Set exercise
Put the lines of the data below, from the line containing "of the pale" through the line containing "of the packed", inclusive, into a numbered list that leaves out blank lines. Include no other lines.

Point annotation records
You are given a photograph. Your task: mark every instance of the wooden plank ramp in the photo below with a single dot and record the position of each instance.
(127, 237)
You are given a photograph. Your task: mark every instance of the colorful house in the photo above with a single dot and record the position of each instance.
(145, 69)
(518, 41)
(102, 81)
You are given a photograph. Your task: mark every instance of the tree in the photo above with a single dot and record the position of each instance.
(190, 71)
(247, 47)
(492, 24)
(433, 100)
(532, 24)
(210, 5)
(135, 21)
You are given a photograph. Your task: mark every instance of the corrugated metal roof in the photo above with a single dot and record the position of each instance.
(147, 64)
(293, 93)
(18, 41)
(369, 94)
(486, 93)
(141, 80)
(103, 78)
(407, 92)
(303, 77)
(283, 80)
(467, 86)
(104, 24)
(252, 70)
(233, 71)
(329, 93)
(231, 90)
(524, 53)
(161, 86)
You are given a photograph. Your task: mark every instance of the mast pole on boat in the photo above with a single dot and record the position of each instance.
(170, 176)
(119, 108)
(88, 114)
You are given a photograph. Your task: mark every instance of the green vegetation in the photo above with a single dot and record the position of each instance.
---
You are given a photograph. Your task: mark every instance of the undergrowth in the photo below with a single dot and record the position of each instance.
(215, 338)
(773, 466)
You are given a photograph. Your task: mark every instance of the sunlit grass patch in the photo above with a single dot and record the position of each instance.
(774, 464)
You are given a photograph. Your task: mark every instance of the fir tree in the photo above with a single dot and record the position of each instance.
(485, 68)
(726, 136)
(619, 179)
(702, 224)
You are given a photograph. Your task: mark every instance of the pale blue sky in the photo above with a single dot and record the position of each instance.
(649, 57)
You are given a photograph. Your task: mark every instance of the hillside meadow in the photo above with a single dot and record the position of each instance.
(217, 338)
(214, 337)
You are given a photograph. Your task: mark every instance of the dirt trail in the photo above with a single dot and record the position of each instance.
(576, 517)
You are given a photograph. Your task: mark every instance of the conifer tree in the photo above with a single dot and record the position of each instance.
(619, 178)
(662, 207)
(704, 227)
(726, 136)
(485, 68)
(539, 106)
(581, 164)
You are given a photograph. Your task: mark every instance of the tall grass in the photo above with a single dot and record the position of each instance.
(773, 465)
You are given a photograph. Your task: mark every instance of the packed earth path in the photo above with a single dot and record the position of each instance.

Exercise result
1. You are given a photograph. Your task: mark every instance of the pale blue sky in the photo above with a single dot and record the position of each instance.
2. (649, 57)
3. You are given a photograph. Your task: mark every instance of the hillside meadow in the photo above with a single dot and record the position of each instance.
4. (217, 338)
5. (214, 337)
6. You are given a photograph. Your task: mark every instance of the dirt trail in the photo above with a single dot and record the position of each instance.
7. (576, 517)
8. You are given a photograph. Your task: mark every instance of the conifer tree in the photo above with a single dot and record the position of each instance.
9. (619, 178)
10. (662, 207)
11. (704, 227)
12. (726, 136)
13. (485, 68)
14. (539, 106)
15. (581, 164)
16. You are given a photograph. Your task: mark every instance of the tall grass in the photo above with a single dot and record the position of each instance.
17. (773, 465)
18. You are given a photograph. Your task: mark every instance of the packed earth path in the photo above with a single dot and record the position of each instance.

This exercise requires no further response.